§ Outline entries for labeled areas:
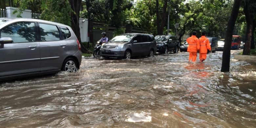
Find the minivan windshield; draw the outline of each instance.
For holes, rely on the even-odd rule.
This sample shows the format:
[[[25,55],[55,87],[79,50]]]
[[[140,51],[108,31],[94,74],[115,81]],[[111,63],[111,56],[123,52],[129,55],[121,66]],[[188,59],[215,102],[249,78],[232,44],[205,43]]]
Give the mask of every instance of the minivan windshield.
[[[165,35],[157,35],[155,37],[155,39],[158,41],[164,41],[167,40],[168,37]]]
[[[8,20],[4,20],[4,19],[1,19],[0,20],[0,25],[1,24],[2,24],[3,23],[4,23],[5,22],[6,22],[8,21]]]
[[[133,35],[119,35],[115,36],[111,41],[112,42],[128,42],[132,39]]]

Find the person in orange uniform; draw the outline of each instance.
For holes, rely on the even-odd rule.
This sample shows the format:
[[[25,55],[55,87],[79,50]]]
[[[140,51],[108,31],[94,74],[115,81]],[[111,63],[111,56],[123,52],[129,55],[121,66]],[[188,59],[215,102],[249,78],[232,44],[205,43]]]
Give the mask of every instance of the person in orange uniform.
[[[199,59],[200,62],[202,63],[206,59],[207,50],[211,52],[211,49],[208,38],[205,37],[205,32],[202,32],[202,36],[199,38],[200,40],[200,50],[199,51]]]
[[[196,61],[197,57],[197,51],[200,48],[199,40],[196,36],[196,32],[193,32],[192,36],[187,39],[187,42],[188,43],[187,52],[189,52],[189,62],[190,61],[193,62]]]

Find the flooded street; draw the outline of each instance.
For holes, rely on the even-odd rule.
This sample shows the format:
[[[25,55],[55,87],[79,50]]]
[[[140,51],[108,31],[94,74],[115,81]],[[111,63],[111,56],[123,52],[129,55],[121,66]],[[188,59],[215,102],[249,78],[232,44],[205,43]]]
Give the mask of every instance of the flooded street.
[[[85,58],[78,73],[2,82],[0,127],[255,127],[256,63],[239,51],[230,73],[222,52],[196,64],[182,52]]]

§ STATED TASK: Please reproduce the entire listing above word for word, leaving out the pictures.

§ FINAL RESULT:
Find the minivan windshield; draw the outline of each instance.
For holes, rely on the even-odd rule.
This sample shows the format:
[[[25,55],[55,87],[79,50]]]
[[[140,51],[108,31],[94,74],[115,81]],[[111,63],[111,56],[123,52],[129,55],[121,66]],[[188,59],[215,102],[249,78],[232,44],[205,43]]]
Give the mask of every instance of the minivan windshield.
[[[165,35],[157,35],[155,37],[155,39],[158,41],[164,41],[167,40],[168,37]]]
[[[8,20],[4,20],[4,19],[1,19],[0,20],[0,25],[1,24],[2,24],[3,23],[4,23],[5,22],[6,22],[8,21]]]
[[[133,35],[119,35],[115,36],[111,41],[112,42],[128,42],[132,39]]]

Find the person in orange uniform; draw the outline of each instance.
For holes, rely on the even-odd rule.
This sample shows the format:
[[[25,55],[55,87],[79,50]]]
[[[140,51],[108,31],[94,74],[115,81]],[[111,63],[111,56],[123,52],[129,55],[121,66]],[[188,59],[215,102],[249,78],[232,44],[205,43]]]
Give the mask of every instance of the person in orange uniform.
[[[199,59],[200,62],[202,63],[206,59],[207,50],[211,52],[211,49],[208,38],[205,37],[205,32],[202,32],[202,36],[199,38],[200,40],[200,50],[199,51]]]
[[[196,61],[197,57],[197,51],[200,48],[199,40],[196,36],[196,32],[193,32],[192,36],[187,39],[187,42],[188,43],[187,52],[189,52],[189,62],[190,61],[193,62]]]

Find the flooded street; draw the outline of each instance.
For holes, rely on the even-odd rule.
This sample shows the format:
[[[25,55],[55,87],[79,50]]]
[[[140,51],[108,31],[94,74],[115,81]],[[111,63],[111,56],[123,52],[129,55],[121,66]],[[188,59],[215,102],[249,78],[232,44],[205,43]]]
Give the mask of every instance of the flooded street.
[[[85,58],[78,73],[2,82],[0,127],[255,127],[256,63],[239,51],[230,73],[222,52],[196,64],[182,52]]]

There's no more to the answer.